> [DOCUMENT]:
▼

Gardening Australia is an Australian lifestyle television program which suggests and promotes organic and environmentally friendly ways of gardening. It is created by the Australian Broadcasting Corporation and airs on ABC TV,  in an hour-long weekly show each Friday evening.

A monthly magazine, Gardening Australia, was spawned by the show.

History
The series has its origins in 1969 as It's Growing, with five minute segments broadcast ahead of the Sunday night news on ABT2 in Hobart. It was hosted by Peter Cundall, an experienced gardener with a passion for growing plants using organic methods. He had hosted a gardening talkback segment on ABC radio in Hobart since 1967. It was renamed Landscape in 1972 and extended to 15 minutes per episode.

The format was adapted into Gardening Australia in 1990, broadcast nationally with the format expanded to 30 minutes per episode. It was still hosted by Cundall with other gardening experts from around Australia. Stephen Ryan succeeded Cundall in 2009. After three years as host, Ryan's contract was not renewed by ABC. Costa Georgiadis was announced as the new host in December 2011 for the 2012 series.

Presenters
In addition to the host, each episode contains segments which are recorded across Australia with local presenters.

Current presenters 
 the presenters are:
Josh Byrne (WA)
Jerry Coleby-Williams (QLD)
Jane Edmanson (VIC)
Millie Ross (VIC)
Sophie Thomson (SA)
Clarence Slockee (NSW)
Tammy Huynh (NSW)
Hannah Moloney (TAS)

Past presenters

Guest presenters

Segments

Cundall had a segment called Pete's Mailbag where viewers could ask questions or send in photographs or letters about their own gardens.

▲

> [INFORMATION SUPPLIED]:
▼

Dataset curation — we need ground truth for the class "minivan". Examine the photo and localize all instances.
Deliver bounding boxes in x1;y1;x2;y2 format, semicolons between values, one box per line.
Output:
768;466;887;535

▲

> [TO-DO LIST]:
1 - According to the Gardening Australia article, what was the series called when it began in 1969?
2 - Continue the article on Gardening Australia, starting right after its final sentence.

> [EXERCISE ANSWERS]:
1 - It's Growing

2 -
The show has several segments, which include all forms of gardening, from sculptural and artistic gardens to vegetable growing and xeriscaping. Most segments are filmed on location.

The program has an Ask It/Solve It section where people can submit their garden questions/problems to be answered by the presenters.

The 6 Bed Rotation Vegetable Crop (formally Pete's Patch) at the Royal Tasmanian Botanical Gardens is still in the show, now called 'The Vegie Patch' with Tino Carnevale presenting.

The Vegie Guide is a new feature which suggests a range of vegetables that can be planted each month, in the broad climate zones around Australia.

Magazine
Gardening Australia is a monthly magazine published by the ABC and marketed by ABC Commercial, featuring articles by presenters on the show.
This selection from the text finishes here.